• [Texto]:
Quando
nada fazia prever, os dias que correm voltaram a ser negros para os professores
portugueses, fazendo recordar os piores momentos do consulado de Maria de Lurdes
Rodrigues como ministra da Educação no Governo Sócrates. Não é possível
esquecer que ocorrerem, então, duas megamanifestações de professores e educadores,
com mais de 1 centena de milhar de manifestantes cada uma, consideradas as
maiores de uma única classe profissional jamais ocorridas em Portugal.
O
que se passa actualmente no nosso país tem muitos contornos do que então
sucedeu, particularmente no que diz respeito à insidiosa propaganda contra a
classe docente, outra vez acusada de privilégios que não tem e culpada das
dificuldades financeiras por que passam as contas públicas. Agora, como no
tempo de Sócrates, recorreu-se a uma manobra de intoxicação da opinião pública,
com a desbragada utilização das redes sociais onde a mentira faz lei.
Tudo
gira à volta da contagem do tempo de serviço dos professores, congelada pelo Governo
de direita, mas cuja reposição todos esperavam que agora se fizesse contando
com a “palavra honrada” do actual Governo PS. Afinal, já todos percebemos que
os docentes estão a ser alvo de um conto do vigário e vão ter de lutar muito
para que seja reposta a justiça que num passado recente lhes foi prometida.
Num
artigo de opinião que assina no “Público” de hoje, Santana Castilho, Prof. do
Ensino Superior surge, de forma desassombrada a repor a verdade sobre as mais
que justas reivindicações dos professores.
Num final caótico de ano escolar, é necessário impedir
que a informação falsa seja mais rápida que a verdadeira e a política seja
confinada ao quarto escuro da manipulação. Daí a anáfora que se segue,
particularmente dedicada a António Costa, Alexandra Leitão, João Costa, Lobo
Xavier, José Miguel Júdice, Fernando Medina, Pedro Silva Pereira, Pedro Marques
Lopes e Miguel Sousa Tavares.
– Não é verdade que a contagem de todo o tempo de
serviço prestado pelos professores signifique um encargo de 600 milhões de euros.

• [Excertos dos itens]:

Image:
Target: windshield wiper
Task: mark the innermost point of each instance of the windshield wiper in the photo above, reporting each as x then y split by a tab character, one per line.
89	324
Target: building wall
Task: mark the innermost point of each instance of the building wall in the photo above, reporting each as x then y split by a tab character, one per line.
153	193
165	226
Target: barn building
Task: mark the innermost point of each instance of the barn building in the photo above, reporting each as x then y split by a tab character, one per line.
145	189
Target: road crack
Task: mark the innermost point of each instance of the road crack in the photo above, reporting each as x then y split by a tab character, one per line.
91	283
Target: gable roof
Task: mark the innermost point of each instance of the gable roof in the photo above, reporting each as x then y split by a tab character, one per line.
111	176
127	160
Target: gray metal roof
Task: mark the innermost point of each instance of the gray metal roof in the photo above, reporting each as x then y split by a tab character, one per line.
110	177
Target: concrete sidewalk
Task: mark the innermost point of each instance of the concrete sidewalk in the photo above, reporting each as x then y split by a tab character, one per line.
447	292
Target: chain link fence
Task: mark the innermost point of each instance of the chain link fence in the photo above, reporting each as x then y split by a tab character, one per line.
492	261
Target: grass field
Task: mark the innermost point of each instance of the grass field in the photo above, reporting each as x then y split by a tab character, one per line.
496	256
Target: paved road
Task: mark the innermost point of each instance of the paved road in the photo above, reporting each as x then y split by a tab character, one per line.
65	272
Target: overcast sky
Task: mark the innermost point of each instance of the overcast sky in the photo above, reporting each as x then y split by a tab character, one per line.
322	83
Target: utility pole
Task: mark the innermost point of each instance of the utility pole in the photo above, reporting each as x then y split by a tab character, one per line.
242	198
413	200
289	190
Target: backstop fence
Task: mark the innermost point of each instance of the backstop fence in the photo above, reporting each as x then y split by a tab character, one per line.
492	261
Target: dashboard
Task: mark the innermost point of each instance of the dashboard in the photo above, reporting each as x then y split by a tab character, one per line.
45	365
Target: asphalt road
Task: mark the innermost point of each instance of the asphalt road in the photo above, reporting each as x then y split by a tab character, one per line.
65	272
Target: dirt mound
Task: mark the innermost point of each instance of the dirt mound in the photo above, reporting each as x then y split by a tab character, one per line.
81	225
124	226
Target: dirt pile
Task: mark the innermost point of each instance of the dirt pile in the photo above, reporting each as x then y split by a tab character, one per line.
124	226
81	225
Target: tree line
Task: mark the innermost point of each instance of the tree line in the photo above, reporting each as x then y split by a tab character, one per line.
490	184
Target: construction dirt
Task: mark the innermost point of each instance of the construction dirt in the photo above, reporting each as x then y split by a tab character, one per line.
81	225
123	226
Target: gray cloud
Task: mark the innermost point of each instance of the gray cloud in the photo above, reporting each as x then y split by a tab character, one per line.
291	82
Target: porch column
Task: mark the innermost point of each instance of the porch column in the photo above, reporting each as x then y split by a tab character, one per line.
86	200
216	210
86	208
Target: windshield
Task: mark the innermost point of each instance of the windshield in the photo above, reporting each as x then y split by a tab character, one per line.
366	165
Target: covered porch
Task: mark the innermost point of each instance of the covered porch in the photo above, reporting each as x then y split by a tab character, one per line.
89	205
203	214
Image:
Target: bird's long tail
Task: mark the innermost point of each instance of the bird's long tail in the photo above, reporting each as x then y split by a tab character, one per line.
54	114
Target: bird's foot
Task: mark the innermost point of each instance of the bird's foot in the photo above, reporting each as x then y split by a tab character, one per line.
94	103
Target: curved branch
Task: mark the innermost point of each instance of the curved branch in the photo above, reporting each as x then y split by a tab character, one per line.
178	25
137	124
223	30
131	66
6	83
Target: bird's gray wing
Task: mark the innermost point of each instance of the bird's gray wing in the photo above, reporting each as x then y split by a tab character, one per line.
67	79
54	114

• [Tarefas a fazer]:
(1) No texto sobre os professores portugueses, quantos manifestantes teve cada uma das duas megamanifestações de professores e educadores?
(2) Dê seguimento ao texto sobre os professores portugueses a partir do ponto em que termina.

• [Lista de respostas]:
(1) Mais de 1 centena de milhar de manifestantes.

(2)
O número que António Costa referiu no Parlamento (e virou mantra nos jornais e
televisões) foi colhido da leitura apressada (ou maliciosa) do Programa de
Estabilidade 2018-2022. Acontece que tal número diz respeito ao descongelamento
de todos os trabalhadores públicos, que não só dos professores. Desagregando
estes, estaremos a falar de 380 milhões. Significativamente, o Ministério das
Finanças já começou a corrigir as suas contas: os custos de 2018 já passaram de
90,2 para... 37 milhões.
– Não é verdade que alguma vez os professores tenham
exigido pagamento de retroactivos. A contagem de todo o tempo de serviço
prestado só é reclamada para efeitos futuros, sendo que os docentes propõem que
o respectivo impacto seja acomodado de 2019 a 2023.
– Não é verdade, como afirmou António Costa, que o
compromisso do Governo seja apenas descongelar as carreiras e que em nenhuma
carreira tenha havido recuperação do tempo do congelamento. Citando Churchill,
quando António Costa fala dos professores, o que diz parece “uma adivinha,
embrulhada num mistério, dentro de um enigma”.
– Não é verdade que Alexandra Leitão tenha falado de
factos no artigo que escreveu no PÚBLICO.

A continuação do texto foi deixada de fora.